* [Exercise instructions]
1. In the Areva enrichment article, what annual capacity did Areva's original license application call for?
2. From the Areva enrichment article, reproduce the section that begins at the words "Areva’s original license" and stops after the words "SWU per year.".

* [Excerpted passage]
Wednesday, April 22, 2009

Areva doubles its bet in Idaho

NRC license application for Idaho Eagle Rock uranium enrichment plant will change

arevaAreva Enrichment Services has asked the NRC to change its license application to double the capacity of the planned $2.4 billion ‘Eagle Rock’ Enrichment Facility in Idaho Falls. The change in the license application was reported April 22 by the Idaho Business Review (IBR) and by World Nuclear News in London.  The full text of Areva's March 31, 2009, letter to the NRC, which is now part of the agency's public record for the license application, was made available by Areva Enrichment Services

The assumption that Areva is planning to double the size of the plant has been an open secret here in Idaho Falls for months. The reason is that Louisiana Energy Services, which is building a similar plant in Eunice, NM, announced last November it was doubling the size of its plant, now under construction, from 3.0 to 5.9 million SWU. That plant is expected to spool up its centrifuges in December of this year. (See URL below)

Areva’s original license application, submitted in December 2008, called for a capacity of 3.3 million separative work units (SWU) per year. This is the basic measure used to keep track of uranium enrichment production. Both online sources cited above said the revised application, which reportedly will be submitted on April 23, would increase that capacity to 6.6 million SWU per year.

* [Record extracts]
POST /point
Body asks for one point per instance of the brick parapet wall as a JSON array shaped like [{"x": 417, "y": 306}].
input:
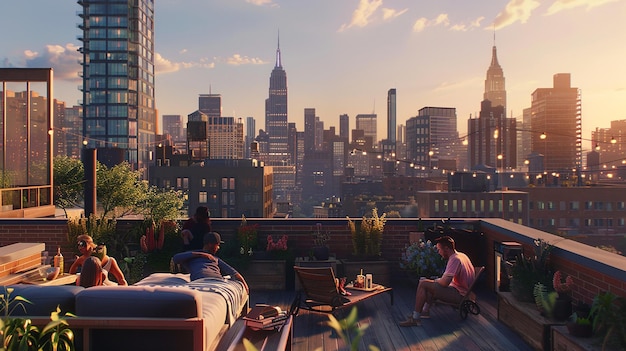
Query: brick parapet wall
[{"x": 593, "y": 271}]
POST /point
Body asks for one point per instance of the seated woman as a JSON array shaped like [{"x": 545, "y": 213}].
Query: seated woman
[
  {"x": 91, "y": 274},
  {"x": 85, "y": 247},
  {"x": 109, "y": 265}
]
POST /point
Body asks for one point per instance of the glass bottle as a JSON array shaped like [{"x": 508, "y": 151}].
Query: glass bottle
[{"x": 58, "y": 260}]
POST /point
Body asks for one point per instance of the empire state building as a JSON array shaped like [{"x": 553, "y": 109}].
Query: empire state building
[{"x": 276, "y": 115}]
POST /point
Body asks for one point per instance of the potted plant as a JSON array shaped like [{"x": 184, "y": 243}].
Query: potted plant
[
  {"x": 421, "y": 259},
  {"x": 528, "y": 271},
  {"x": 320, "y": 250},
  {"x": 580, "y": 326},
  {"x": 563, "y": 303},
  {"x": 21, "y": 334},
  {"x": 367, "y": 238}
]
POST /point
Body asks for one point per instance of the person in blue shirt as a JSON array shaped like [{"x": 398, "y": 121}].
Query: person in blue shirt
[{"x": 204, "y": 264}]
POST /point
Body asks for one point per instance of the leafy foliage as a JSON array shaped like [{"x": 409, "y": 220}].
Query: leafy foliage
[
  {"x": 21, "y": 334},
  {"x": 368, "y": 236},
  {"x": 422, "y": 259},
  {"x": 120, "y": 190},
  {"x": 528, "y": 271}
]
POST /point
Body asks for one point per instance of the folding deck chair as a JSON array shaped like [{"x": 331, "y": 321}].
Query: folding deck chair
[
  {"x": 468, "y": 303},
  {"x": 321, "y": 292}
]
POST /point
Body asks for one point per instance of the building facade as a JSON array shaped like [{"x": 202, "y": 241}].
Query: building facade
[
  {"x": 556, "y": 121},
  {"x": 229, "y": 188},
  {"x": 119, "y": 116},
  {"x": 276, "y": 115},
  {"x": 26, "y": 142}
]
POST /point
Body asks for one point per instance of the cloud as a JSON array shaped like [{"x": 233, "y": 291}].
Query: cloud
[
  {"x": 262, "y": 3},
  {"x": 392, "y": 13},
  {"x": 462, "y": 27},
  {"x": 237, "y": 60},
  {"x": 420, "y": 24},
  {"x": 561, "y": 5},
  {"x": 444, "y": 20},
  {"x": 62, "y": 59},
  {"x": 361, "y": 16},
  {"x": 516, "y": 11},
  {"x": 163, "y": 65}
]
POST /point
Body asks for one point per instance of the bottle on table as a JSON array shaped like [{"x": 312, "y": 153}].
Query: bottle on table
[{"x": 58, "y": 260}]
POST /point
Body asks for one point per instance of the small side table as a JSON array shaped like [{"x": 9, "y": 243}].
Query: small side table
[
  {"x": 263, "y": 340},
  {"x": 63, "y": 279}
]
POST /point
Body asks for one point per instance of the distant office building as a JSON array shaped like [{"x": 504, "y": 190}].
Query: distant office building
[
  {"x": 344, "y": 126},
  {"x": 509, "y": 205},
  {"x": 60, "y": 140},
  {"x": 524, "y": 134},
  {"x": 391, "y": 116},
  {"x": 224, "y": 137},
  {"x": 431, "y": 136},
  {"x": 276, "y": 115},
  {"x": 610, "y": 143},
  {"x": 229, "y": 188},
  {"x": 309, "y": 129},
  {"x": 556, "y": 124},
  {"x": 492, "y": 138},
  {"x": 494, "y": 82},
  {"x": 73, "y": 130},
  {"x": 210, "y": 104},
  {"x": 119, "y": 116},
  {"x": 26, "y": 146},
  {"x": 367, "y": 123},
  {"x": 173, "y": 125},
  {"x": 250, "y": 134}
]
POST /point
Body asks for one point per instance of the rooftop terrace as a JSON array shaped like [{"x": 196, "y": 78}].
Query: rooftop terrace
[{"x": 595, "y": 271}]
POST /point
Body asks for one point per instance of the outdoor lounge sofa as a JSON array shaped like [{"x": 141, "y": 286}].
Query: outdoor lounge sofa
[{"x": 162, "y": 312}]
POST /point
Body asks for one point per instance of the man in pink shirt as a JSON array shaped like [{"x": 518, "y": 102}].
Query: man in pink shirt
[{"x": 451, "y": 287}]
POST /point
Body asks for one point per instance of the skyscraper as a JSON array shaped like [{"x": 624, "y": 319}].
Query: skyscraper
[
  {"x": 344, "y": 126},
  {"x": 556, "y": 115},
  {"x": 309, "y": 130},
  {"x": 119, "y": 116},
  {"x": 367, "y": 123},
  {"x": 492, "y": 137},
  {"x": 250, "y": 134},
  {"x": 391, "y": 116},
  {"x": 276, "y": 114},
  {"x": 494, "y": 83},
  {"x": 211, "y": 104}
]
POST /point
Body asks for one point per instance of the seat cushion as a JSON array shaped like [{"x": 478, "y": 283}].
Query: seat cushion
[
  {"x": 139, "y": 302},
  {"x": 44, "y": 299}
]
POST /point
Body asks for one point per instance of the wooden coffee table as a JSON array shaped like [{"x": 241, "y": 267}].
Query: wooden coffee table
[{"x": 263, "y": 340}]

* [Set of answers]
1. 3.3 million separative work units (SWU) per year.

2.
Areva’s original license application, submitted in December 2008, called for a capacity of 3.3 million separative work units (SWU) per year. This is the basic measure used to keep track of uranium enrichment production. Both online sources cited above said the revised application, which reportedly will be submitted on April 23, would increase that capacity to 6.6 million SWU per year.